Required task ->
Offset the coordinates in the records by 112. Copy every line unchanged, from the line with "of the podium" through the line with "[[95, 71], [303, 47]]", adding 112 to each x and y value in the answers.
━━━━━━━━
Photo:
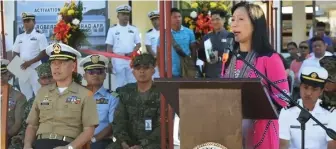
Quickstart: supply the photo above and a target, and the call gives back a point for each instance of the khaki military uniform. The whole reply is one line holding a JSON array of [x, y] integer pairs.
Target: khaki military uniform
[[16, 104], [63, 114]]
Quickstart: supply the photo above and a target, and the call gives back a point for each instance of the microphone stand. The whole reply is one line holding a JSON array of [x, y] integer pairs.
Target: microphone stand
[[304, 114]]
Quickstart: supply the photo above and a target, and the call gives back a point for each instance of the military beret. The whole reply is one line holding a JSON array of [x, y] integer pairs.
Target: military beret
[[62, 51], [94, 61], [44, 70], [27, 15], [144, 59], [124, 8], [314, 76], [4, 64], [153, 14], [329, 63]]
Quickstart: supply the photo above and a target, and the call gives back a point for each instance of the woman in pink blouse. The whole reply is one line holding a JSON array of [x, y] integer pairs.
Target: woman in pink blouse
[[252, 42]]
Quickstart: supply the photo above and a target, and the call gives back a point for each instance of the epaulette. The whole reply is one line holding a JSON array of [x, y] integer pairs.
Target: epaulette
[[149, 30], [327, 106]]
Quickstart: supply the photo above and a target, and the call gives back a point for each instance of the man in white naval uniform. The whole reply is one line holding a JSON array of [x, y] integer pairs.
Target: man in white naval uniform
[[30, 46], [152, 37], [123, 39], [313, 81]]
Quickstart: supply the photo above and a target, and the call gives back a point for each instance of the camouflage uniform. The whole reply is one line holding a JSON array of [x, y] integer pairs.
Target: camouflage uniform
[[134, 109], [329, 63], [43, 70]]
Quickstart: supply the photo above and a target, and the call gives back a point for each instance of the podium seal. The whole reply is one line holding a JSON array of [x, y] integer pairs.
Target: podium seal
[[210, 145]]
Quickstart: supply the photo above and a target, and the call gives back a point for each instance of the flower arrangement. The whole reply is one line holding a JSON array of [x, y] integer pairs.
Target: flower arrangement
[[199, 19], [67, 29]]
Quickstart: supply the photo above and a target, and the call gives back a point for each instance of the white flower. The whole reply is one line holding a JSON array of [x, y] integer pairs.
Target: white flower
[[59, 18], [193, 14], [75, 22]]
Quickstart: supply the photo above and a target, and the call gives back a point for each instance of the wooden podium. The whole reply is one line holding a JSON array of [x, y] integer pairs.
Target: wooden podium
[[211, 110]]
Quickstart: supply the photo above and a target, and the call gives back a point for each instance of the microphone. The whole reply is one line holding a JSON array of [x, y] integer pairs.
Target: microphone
[[227, 48], [304, 116]]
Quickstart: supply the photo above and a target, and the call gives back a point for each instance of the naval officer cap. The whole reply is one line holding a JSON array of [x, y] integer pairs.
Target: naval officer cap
[[94, 61], [27, 15], [60, 51], [124, 9], [329, 63], [314, 76], [4, 64], [153, 14]]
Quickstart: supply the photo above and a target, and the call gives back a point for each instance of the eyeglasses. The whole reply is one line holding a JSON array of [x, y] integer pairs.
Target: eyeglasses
[[95, 71], [303, 47]]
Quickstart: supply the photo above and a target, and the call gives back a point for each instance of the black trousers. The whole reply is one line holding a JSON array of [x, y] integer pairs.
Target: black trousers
[[49, 143]]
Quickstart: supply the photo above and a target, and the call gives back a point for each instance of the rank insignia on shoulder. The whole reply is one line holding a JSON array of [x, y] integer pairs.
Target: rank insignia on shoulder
[[73, 100]]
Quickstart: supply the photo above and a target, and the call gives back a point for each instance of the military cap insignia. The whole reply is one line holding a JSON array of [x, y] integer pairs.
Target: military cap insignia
[[57, 48], [24, 15], [211, 145], [95, 59]]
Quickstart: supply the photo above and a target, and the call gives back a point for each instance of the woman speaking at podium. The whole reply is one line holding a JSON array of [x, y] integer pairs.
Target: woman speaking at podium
━━━━━━━━
Response for this exercise ->
Quickstart: supply the photo above and a target, and the call gives back a point for each instance of the podium seal. The whole reply is one line holding a JSON array of [x, y] integer pairs.
Target: podium seal
[[322, 257]]
Quickstart: supply the photo above and a target, and the call gives back a point for each instance of the flower arrangement. The whole reply is one line holding a JSON array of [x, y] integer pairs.
Target: flower arrangement
[[311, 131], [179, 141]]
Quickstart: supply the photo above and a target, and the call gives back a point for each instance of the white flower. The whole reply is one line holding a JSON array of [x, y] integer pairs.
Target: white flower
[[171, 130], [305, 126], [187, 134]]
Quickstart: supply the photo above and a target, and the call gives back a point for each instance of the wooden podium. The whole reply is one line holding a JSON array of [x, y] integer pairs.
Target: wooden podium
[[323, 222]]
Quickstart: supply the photo above and a target, and the call gives back a point for each instance of the microphone. The whole reply is one line holding a JSON array of [x, y] integer pairs.
Target: microphone
[[339, 160], [416, 228]]
Quickstart: supply the photo above and a target, and the call gives back a point for each instance of the naval officer cap. The whole reply is one line holding a JSON array of [x, y] integer pairs.
Target: naval officer cap
[[206, 173], [139, 127], [172, 163], [236, 121], [441, 175], [426, 188], [116, 176], [265, 126]]
Quickstart: supply the photo above and a target, and the call gives back a point for each instance of the eyeglasses. The whole reply is one line holding a JSON array of [x, y] integer pairs.
Target: eyeglasses
[[207, 183], [415, 159]]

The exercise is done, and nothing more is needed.